* **PROVIDED RECORDS**
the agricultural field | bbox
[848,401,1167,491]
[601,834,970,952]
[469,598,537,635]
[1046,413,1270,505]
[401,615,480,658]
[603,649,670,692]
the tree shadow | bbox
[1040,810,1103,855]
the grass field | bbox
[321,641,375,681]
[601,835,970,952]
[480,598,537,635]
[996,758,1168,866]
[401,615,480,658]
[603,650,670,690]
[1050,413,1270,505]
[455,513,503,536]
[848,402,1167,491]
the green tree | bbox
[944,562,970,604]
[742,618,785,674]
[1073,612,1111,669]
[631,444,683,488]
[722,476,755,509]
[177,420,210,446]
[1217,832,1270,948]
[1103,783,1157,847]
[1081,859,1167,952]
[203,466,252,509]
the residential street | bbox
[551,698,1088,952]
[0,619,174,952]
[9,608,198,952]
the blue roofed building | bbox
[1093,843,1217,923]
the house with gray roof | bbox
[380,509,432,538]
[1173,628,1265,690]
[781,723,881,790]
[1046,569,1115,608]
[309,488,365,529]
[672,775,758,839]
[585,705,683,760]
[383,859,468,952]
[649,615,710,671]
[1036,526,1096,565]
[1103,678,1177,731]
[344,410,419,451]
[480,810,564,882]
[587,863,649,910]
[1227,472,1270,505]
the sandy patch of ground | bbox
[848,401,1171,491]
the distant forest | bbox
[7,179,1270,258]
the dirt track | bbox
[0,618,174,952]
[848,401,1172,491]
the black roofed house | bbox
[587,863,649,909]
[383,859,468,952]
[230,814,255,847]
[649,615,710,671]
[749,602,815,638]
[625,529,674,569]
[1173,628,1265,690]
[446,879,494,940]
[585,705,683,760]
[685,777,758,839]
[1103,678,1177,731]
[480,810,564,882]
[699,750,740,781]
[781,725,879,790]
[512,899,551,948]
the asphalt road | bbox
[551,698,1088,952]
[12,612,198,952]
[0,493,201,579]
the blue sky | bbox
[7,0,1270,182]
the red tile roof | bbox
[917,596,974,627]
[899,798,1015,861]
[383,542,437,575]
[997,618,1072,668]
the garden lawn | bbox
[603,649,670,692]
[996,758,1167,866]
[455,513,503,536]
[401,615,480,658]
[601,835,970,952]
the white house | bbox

* **TO BE DONE**
Copy each line of the material, starting at the line that has "the black roofed house | bbox" and stopping after the final line. Multiply every bounding box coordinate by 2.5, rounding to whole numbers with halves rounded up.

* **RESULT**
the black roofed house | bbox
[1468,2158,1623,2273]
[958,2148,1170,2380]
[575,2035,638,2118]
[1623,1538,1775,1678]
[1873,1505,2038,1595]
[1563,1323,1685,1423]
[2933,1570,3163,1725]
[1115,2198,1235,2350]
[1463,1763,1708,1900]
[1713,1943,1895,2098]
[2758,1695,2943,1828]
[1200,2025,1410,2205]
[1748,1875,1850,1953]
[1953,1813,2198,1975]
[1280,2248,1378,2370]
the asphalt road | bbox
[1378,1745,2720,2380]
[30,1530,495,2380]
[0,1233,503,1448]
the blue sky | bbox
[18,0,3175,455]
the red tile roof | bbox
[2293,1490,2435,1568]
[2248,1995,2538,2153]
[958,1355,1093,1438]
[2493,1545,2680,1670]
the garden lawn | bbox
[1508,1623,1675,1730]
[2490,1895,2918,2165]
[1138,1283,1258,1340]
[1003,1538,1200,1645]
[1503,2088,2425,2380]
the white house | bbox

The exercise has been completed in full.